----- The data -----
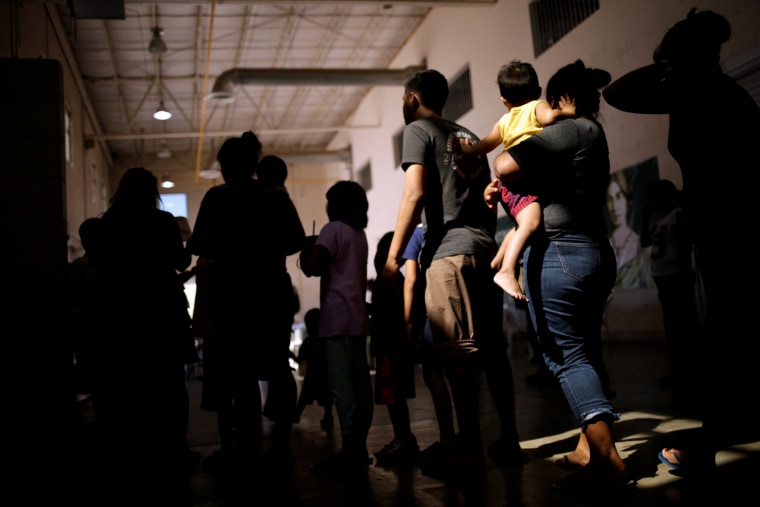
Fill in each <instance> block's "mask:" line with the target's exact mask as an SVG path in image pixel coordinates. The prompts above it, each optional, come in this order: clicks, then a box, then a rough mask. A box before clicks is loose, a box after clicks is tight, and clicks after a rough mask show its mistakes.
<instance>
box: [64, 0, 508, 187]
mask: <svg viewBox="0 0 760 507" xmlns="http://www.w3.org/2000/svg"><path fill="white" fill-rule="evenodd" d="M62 3H63V2H62ZM494 3H496V0H438V1H436V0H430V1H413V0H407V1H403V0H401V1H399V0H396V1H392V0H391V1H374V0H364V1H361V0H360V1H347V0H331V1H330V0H323V1H313V0H312V1H309V0H305V1H304V0H301V1H296V2H286V1H277V2H262V1H257V0H254V1H242V0H164V1H162V2H148V1H144V0H74V1H73V2H68V3H67V4H66V5H59V12H62V13H63V14H64V20H65V24H66V25H67V29H68V31H69V36H70V40H71V44H72V48H73V52H74V55H75V58H76V60H77V62H78V65H79V68H80V71H81V73H82V78H83V82H84V84H85V86H86V88H87V90H88V92H89V96H90V102H91V106H92V110H93V111H94V114H95V115H96V116H97V118H98V121H99V126H98V127H97V129H98V132H96V134H95V135H94V136H92V138H93V140H94V141H96V142H99V143H101V144H104V145H106V146H107V150H108V151H109V152H110V154H111V155H110V156H112V157H117V158H118V157H128V158H131V157H141V156H142V157H144V156H145V154H155V153H157V152H158V151H159V150H161V149H162V148H163V147H166V148H168V149H169V151H170V152H171V153H172V154H190V155H192V156H193V157H194V158H195V159H196V160H197V164H196V178H198V177H203V175H204V174H203V173H204V171H206V170H207V169H208V167H207V166H203V165H202V163H201V160H202V159H204V160H212V159H213V157H209V154H210V153H216V150H217V149H218V147H219V145H220V144H221V143H222V142H223V141H224V139H225V138H227V137H230V136H233V135H240V133H241V132H243V131H246V130H253V131H255V132H256V133H258V134H259V136H260V138H261V140H262V142H263V144H264V147H265V151H266V152H268V153H277V154H283V155H304V156H319V155H320V154H322V155H324V154H326V153H327V154H330V153H333V152H334V149H333V152H330V151H328V148H329V146H330V144H331V141H332V140H333V139H334V138H335V136H336V134H337V133H339V132H340V131H341V130H345V129H348V128H362V127H364V128H366V127H368V126H366V125H357V124H354V123H353V122H352V114H353V113H354V111H355V110H356V108H357V106H358V105H359V103H360V102H361V100H362V99H363V97H364V96H365V95H366V94H367V92H368V91H369V89H370V87H371V86H372V85H377V84H381V85H382V84H399V85H400V84H401V83H403V80H404V77H405V76H406V75H408V74H409V73H410V72H412V71H414V70H416V69H418V68H422V67H423V66H424V62H419V65H418V66H415V67H410V68H407V69H389V66H390V64H391V62H392V61H393V59H394V57H395V56H396V55H397V54H398V52H399V50H400V49H401V48H402V47H403V45H404V44H405V43H406V42H407V41H408V40H409V38H410V37H411V36H412V34H413V33H414V32H415V30H416V29H417V28H418V27H419V25H420V23H421V22H422V21H423V20H424V19H425V17H426V16H427V15H428V14H429V13H430V12H431V10H432V9H434V8H437V7H439V6H462V5H475V4H494ZM106 4H109V5H112V6H114V7H115V10H116V12H117V14H116V16H117V17H122V18H123V19H103V18H105V17H108V16H112V15H111V14H110V13H106V14H102V11H103V10H104V9H103V8H104V6H105V5H106ZM68 6H73V7H68ZM87 6H90V7H97V9H96V12H94V13H88V11H87V8H86V7H87ZM119 9H121V12H123V15H122V16H119V15H118V11H119ZM106 10H107V9H106ZM83 16H94V17H95V18H94V19H87V18H85V17H83ZM156 27H159V28H161V29H162V38H163V40H164V42H165V44H166V51H165V52H164V53H161V54H157V53H152V52H149V51H148V47H149V44H150V42H151V39H152V37H153V30H154V28H156ZM215 90H216V91H217V92H218V91H220V90H223V91H224V92H226V93H225V94H220V93H212V92H214V91H215ZM220 96H223V100H220V99H219V97H220ZM162 101H163V104H164V105H165V106H166V109H168V110H169V111H171V112H172V117H171V118H170V119H169V120H166V121H159V120H155V119H153V113H154V111H155V110H156V109H157V108H158V106H159V105H160V103H161V102H162ZM199 146H200V147H201V149H199ZM345 148H347V147H345Z"/></svg>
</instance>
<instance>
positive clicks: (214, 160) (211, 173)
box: [198, 160, 222, 180]
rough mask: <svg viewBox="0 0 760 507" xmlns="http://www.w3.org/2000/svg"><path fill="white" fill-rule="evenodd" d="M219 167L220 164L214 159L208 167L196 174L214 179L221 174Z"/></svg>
mask: <svg viewBox="0 0 760 507" xmlns="http://www.w3.org/2000/svg"><path fill="white" fill-rule="evenodd" d="M220 169H221V166H220V165H219V162H218V161H216V160H214V161H213V162H212V163H211V165H210V166H209V168H208V169H204V170H203V171H201V172H199V173H198V176H199V177H201V178H203V179H204V180H216V179H219V178H220V177H221V176H222V171H221V170H220Z"/></svg>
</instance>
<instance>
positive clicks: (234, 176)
mask: <svg viewBox="0 0 760 507" xmlns="http://www.w3.org/2000/svg"><path fill="white" fill-rule="evenodd" d="M260 155H261V141H259V138H258V137H256V134H254V133H253V132H251V131H250V130H249V131H248V132H243V135H241V136H240V137H231V138H230V139H227V140H226V141H224V144H222V147H221V148H219V152H218V153H217V154H216V160H217V161H219V165H220V166H221V171H222V178H224V181H225V182H226V183H230V184H239V183H245V182H246V181H248V180H250V179H251V178H253V175H254V174H255V173H256V166H257V165H259V156H260Z"/></svg>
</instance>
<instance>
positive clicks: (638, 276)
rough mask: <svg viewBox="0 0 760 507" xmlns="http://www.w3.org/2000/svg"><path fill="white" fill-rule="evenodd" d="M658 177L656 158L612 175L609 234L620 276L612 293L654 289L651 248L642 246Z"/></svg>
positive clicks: (625, 168) (608, 233)
mask: <svg viewBox="0 0 760 507" xmlns="http://www.w3.org/2000/svg"><path fill="white" fill-rule="evenodd" d="M658 178H659V169H658V167H657V158H650V159H649V160H645V161H644V162H640V163H638V164H636V165H633V166H630V167H627V168H625V169H623V170H621V171H617V172H615V173H612V174H611V175H610V184H609V186H608V187H607V213H606V217H607V231H608V237H609V239H610V243H611V244H612V246H613V248H614V249H615V256H616V257H617V267H618V274H617V280H616V282H615V288H614V289H613V291H621V290H632V289H646V288H651V287H654V286H655V285H654V282H653V280H652V276H651V274H650V271H649V256H650V249H651V247H648V248H642V247H641V239H640V236H639V234H640V233H639V231H642V230H643V221H644V211H645V210H644V207H645V206H646V198H647V197H646V188H647V185H649V183H650V182H651V181H654V180H656V179H658Z"/></svg>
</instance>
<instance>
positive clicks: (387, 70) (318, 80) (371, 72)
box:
-----
• [What you should do]: Leave out the pictures and set down all of the data exactly.

• [Exercise result]:
Fill in each <instance> block's "mask:" line with the target's exact mask as an SVG path in image pixel coordinates. The prompts above it, each optional, come in this order: clicks, then a box, then a rough mask. A box before clicks is loose, a box after clicks is tight, and clicks after a rough mask show its mistakes.
<instance>
box: [64, 0, 508, 187]
mask: <svg viewBox="0 0 760 507" xmlns="http://www.w3.org/2000/svg"><path fill="white" fill-rule="evenodd" d="M62 3H63V2H62ZM494 3H496V0H438V1H436V0H430V1H413V0H407V1H403V0H401V1H399V0H396V1H392V0H391V1H374V0H364V1H361V0H360V1H347V0H331V1H330V0H323V1H313V0H312V1H309V0H305V1H304V0H301V1H296V2H286V1H277V2H262V1H257V0H254V1H242V0H164V1H162V2H148V1H144V0H74V1H73V2H68V3H67V4H66V5H59V12H62V13H63V14H64V20H65V24H66V25H67V29H68V31H69V36H70V40H71V44H72V48H73V52H74V55H75V58H76V60H77V62H78V65H79V68H80V71H81V73H82V78H83V82H84V84H85V86H86V88H87V90H88V92H89V96H90V102H91V106H92V110H93V111H94V114H95V115H96V116H97V118H98V121H99V126H98V127H97V129H98V132H96V134H95V135H94V136H92V138H93V140H94V141H96V142H99V143H101V144H104V145H106V146H107V150H108V151H109V152H110V154H111V155H110V156H112V157H117V158H118V157H128V158H131V157H141V156H142V157H144V156H145V154H155V153H157V152H158V151H159V150H161V149H162V148H163V147H166V148H168V149H169V151H170V152H171V153H172V154H190V155H192V156H193V157H194V158H195V159H196V160H197V164H196V178H198V177H203V175H204V174H203V173H204V171H206V170H207V169H208V167H207V166H203V165H202V163H201V160H202V159H204V160H212V159H213V157H209V154H210V153H216V150H217V149H218V147H219V145H220V144H221V143H222V142H223V141H224V139H225V138H227V137H230V136H233V135H240V133H241V132H243V131H246V130H253V131H255V132H256V133H258V134H259V136H260V138H261V140H262V142H263V144H264V147H265V151H266V152H268V153H277V154H283V155H304V156H319V155H320V154H322V155H324V154H326V153H327V154H330V153H333V152H334V149H333V152H330V151H328V148H329V146H330V144H331V141H332V140H333V139H334V138H335V136H336V134H337V133H339V132H340V131H341V130H345V129H348V128H362V127H364V128H366V127H368V126H366V125H357V124H354V123H353V122H352V114H353V113H354V111H355V110H356V108H357V106H358V105H359V103H360V102H361V100H362V99H363V97H364V96H365V95H366V94H367V92H368V91H369V89H370V87H371V86H372V85H377V84H381V85H382V84H399V85H400V84H401V83H403V80H404V77H405V76H406V75H408V74H409V73H410V72H412V71H414V70H416V69H418V68H422V67H423V66H424V62H419V65H418V66H415V67H410V68H407V69H389V66H390V64H391V62H392V61H393V59H394V57H395V56H396V55H397V54H398V52H399V50H400V49H401V48H402V47H403V45H404V44H405V43H406V42H407V41H408V40H409V38H410V37H411V36H412V34H413V33H414V32H415V30H416V29H417V28H418V27H419V25H420V23H421V22H422V21H423V20H424V19H425V17H426V16H427V15H428V14H429V13H430V12H431V10H432V9H434V8H437V7H439V6H462V5H475V4H494ZM106 4H109V5H112V6H114V7H115V10H116V12H117V14H116V16H117V17H122V18H123V19H103V18H105V17H108V16H112V15H111V14H110V13H106V14H102V11H103V10H104V9H103V8H104V6H105V5H106ZM68 6H73V7H68ZM87 6H90V7H97V9H96V12H94V13H88V11H87V8H86V7H87ZM119 9H121V12H123V15H122V16H119V15H118V11H119ZM106 10H107V9H106ZM83 16H94V17H95V18H94V19H87V18H85V17H83ZM156 27H159V28H161V29H162V38H163V40H164V42H165V44H166V51H165V52H164V53H161V54H157V53H152V52H149V51H148V47H149V44H150V42H151V39H152V37H153V30H154V28H156ZM215 90H216V91H217V92H218V91H220V90H223V91H224V92H226V93H225V94H220V93H212V92H214V91H215ZM220 96H223V100H220V99H219V97H220ZM162 101H163V104H164V105H165V106H166V109H168V110H169V111H171V112H172V117H171V118H170V119H169V120H166V121H159V120H155V119H153V113H154V111H155V110H156V109H157V108H158V106H159V105H160V103H161V102H162ZM199 146H200V147H201V149H199ZM345 148H347V147H345Z"/></svg>
</instance>
<instance>
positive clicks: (214, 160) (211, 173)
box: [198, 160, 222, 180]
rough mask: <svg viewBox="0 0 760 507" xmlns="http://www.w3.org/2000/svg"><path fill="white" fill-rule="evenodd" d="M219 167L220 164L214 159L208 167L196 174L214 179L221 174Z"/></svg>
mask: <svg viewBox="0 0 760 507" xmlns="http://www.w3.org/2000/svg"><path fill="white" fill-rule="evenodd" d="M220 169H221V166H220V165H219V162H218V161H216V160H214V161H213V162H212V163H211V165H210V166H209V168H208V169H204V170H203V171H201V172H199V173H198V176H199V177H201V178H203V179H204V180H216V179H219V178H220V177H221V176H222V171H221V170H220Z"/></svg>
</instance>
<instance>
positive clicks: (234, 176)
mask: <svg viewBox="0 0 760 507" xmlns="http://www.w3.org/2000/svg"><path fill="white" fill-rule="evenodd" d="M260 155H261V141H259V138H258V137H256V134H254V133H253V132H251V131H250V130H249V131H248V132H243V135H241V136H240V137H231V138H230V139H227V140H226V141H224V144H222V147H221V148H219V152H218V153H217V154H216V160H217V161H219V165H220V166H221V171H222V178H224V181H225V182H226V183H230V184H239V183H245V182H246V181H248V180H250V179H251V178H253V175H254V174H255V173H256V166H257V165H259V156H260Z"/></svg>
</instance>
<instance>
positive clicks: (638, 276)
rough mask: <svg viewBox="0 0 760 507" xmlns="http://www.w3.org/2000/svg"><path fill="white" fill-rule="evenodd" d="M658 177L656 158L612 175L609 234L620 276L612 293L654 289L651 248L642 246Z"/></svg>
positive clicks: (625, 168) (608, 233)
mask: <svg viewBox="0 0 760 507" xmlns="http://www.w3.org/2000/svg"><path fill="white" fill-rule="evenodd" d="M658 178H659V169H658V167H657V158H650V159H649V160H645V161H644V162H640V163H638V164H636V165H633V166H630V167H627V168H625V169H623V170H621V171H617V172H615V173H612V174H611V175H610V184H609V186H608V187H607V213H606V217H607V231H608V237H609V239H610V243H611V244H612V246H613V248H614V249H615V256H616V257H617V267H618V274H617V280H616V282H615V288H614V289H613V291H621V290H632V289H646V288H651V287H654V286H655V285H654V282H653V280H652V276H651V274H650V271H649V256H650V249H651V247H648V248H642V247H641V239H640V236H639V234H640V233H639V231H642V230H643V221H644V211H645V210H644V207H645V206H646V198H647V197H646V188H647V185H649V183H650V182H651V181H654V180H656V179H658Z"/></svg>
</instance>
<instance>
positive clicks: (387, 70) (318, 80) (371, 72)
box:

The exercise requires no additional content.